▶ Given instruction:
Rewrite the material from the line with "Task: point to every instance of the child's sandal." up to and including the line with "[[752, 710]]", requests included and unaltered, and give only those lines. Scale each coordinate in the answers by 2.45, rounding to whole numbers with halves rounded up.

▶ Data listing:
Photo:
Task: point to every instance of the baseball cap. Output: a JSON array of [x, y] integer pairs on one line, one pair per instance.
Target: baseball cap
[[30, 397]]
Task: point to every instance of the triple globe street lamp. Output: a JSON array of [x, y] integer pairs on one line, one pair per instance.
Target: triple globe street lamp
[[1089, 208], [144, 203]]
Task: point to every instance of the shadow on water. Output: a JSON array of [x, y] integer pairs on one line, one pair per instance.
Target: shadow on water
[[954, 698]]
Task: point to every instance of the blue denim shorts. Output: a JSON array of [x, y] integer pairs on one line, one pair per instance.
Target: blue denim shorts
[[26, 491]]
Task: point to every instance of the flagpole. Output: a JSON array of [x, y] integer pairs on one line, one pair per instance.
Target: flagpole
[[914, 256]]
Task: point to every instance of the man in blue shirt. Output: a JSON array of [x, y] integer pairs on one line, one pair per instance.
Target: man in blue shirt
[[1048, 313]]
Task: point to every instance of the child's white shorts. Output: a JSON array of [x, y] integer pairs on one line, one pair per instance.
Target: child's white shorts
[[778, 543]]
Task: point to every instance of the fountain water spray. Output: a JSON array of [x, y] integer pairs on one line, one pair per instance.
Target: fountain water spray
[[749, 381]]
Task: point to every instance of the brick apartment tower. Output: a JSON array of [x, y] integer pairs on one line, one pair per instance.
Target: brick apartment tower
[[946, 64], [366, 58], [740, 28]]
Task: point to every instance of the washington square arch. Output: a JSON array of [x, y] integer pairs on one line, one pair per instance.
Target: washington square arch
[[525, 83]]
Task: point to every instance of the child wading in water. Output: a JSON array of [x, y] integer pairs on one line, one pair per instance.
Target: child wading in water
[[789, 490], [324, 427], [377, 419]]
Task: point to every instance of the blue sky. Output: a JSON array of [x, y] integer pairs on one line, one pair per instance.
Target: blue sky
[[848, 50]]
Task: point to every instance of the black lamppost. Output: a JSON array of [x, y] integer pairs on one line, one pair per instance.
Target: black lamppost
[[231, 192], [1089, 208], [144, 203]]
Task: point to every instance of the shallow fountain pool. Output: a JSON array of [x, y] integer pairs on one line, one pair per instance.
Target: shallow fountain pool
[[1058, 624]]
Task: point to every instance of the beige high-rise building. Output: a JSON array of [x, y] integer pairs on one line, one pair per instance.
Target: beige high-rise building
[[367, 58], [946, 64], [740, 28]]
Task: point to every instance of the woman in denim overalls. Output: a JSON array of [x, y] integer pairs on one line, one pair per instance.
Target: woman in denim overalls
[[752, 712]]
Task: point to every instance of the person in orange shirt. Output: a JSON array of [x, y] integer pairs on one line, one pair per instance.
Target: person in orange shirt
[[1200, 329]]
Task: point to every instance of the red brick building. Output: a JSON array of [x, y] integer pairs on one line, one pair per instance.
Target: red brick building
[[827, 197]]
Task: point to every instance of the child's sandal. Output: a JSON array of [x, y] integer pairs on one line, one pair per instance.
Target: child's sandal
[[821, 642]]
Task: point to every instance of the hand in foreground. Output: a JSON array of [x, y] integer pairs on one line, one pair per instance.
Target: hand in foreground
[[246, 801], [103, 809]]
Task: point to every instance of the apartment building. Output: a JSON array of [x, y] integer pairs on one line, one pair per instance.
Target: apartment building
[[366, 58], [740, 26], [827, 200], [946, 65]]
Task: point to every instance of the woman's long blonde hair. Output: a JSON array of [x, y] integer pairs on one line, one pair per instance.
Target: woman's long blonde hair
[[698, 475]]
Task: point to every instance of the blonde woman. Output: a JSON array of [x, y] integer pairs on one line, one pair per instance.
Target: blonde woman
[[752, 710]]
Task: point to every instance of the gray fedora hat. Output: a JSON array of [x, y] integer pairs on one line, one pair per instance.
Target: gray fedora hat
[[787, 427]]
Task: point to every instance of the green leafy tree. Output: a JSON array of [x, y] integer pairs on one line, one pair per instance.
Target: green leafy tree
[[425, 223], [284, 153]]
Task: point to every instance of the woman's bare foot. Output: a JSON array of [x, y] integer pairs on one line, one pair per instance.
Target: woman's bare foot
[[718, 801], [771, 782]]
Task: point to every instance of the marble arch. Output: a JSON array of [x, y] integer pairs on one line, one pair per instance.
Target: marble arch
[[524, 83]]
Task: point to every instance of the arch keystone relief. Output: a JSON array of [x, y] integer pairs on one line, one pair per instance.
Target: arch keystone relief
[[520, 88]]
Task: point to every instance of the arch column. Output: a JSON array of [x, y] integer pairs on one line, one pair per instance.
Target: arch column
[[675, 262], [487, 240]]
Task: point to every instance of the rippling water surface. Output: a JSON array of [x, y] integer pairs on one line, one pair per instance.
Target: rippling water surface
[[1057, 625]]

▶ Solution to the exercise:
Task: point to every instance of the child's sandal. Output: a JSON array of [x, y] integer pairs on one line, one pair per instance.
Target: child's sandal
[[2011, 1573]]
Task: point to every instance of the hand in foreground. Output: a JSON array of [x, y] integer pairs on one line, one pair per instance.
Target: hand in foreground
[[603, 1962], [252, 1982]]
Task: point to every instance of the apartment building. Output: a JSON array of [x, y] integer pairs on one line, one pair per instance.
Target: apartment building
[[897, 142], [1813, 64], [2026, 490], [2318, 159]]
Task: point to every instance of the woman's long blonde hair. Output: a JSON array of [x, y] integer pairs on one line, one pair per instance.
Target: woman's long blonde hair
[[1710, 1164]]
Task: point to every instance of the blonde woman. Output: a JSON array of [x, y] integer pairs on one line, one pair per instance.
Target: blonde woman
[[1842, 1740]]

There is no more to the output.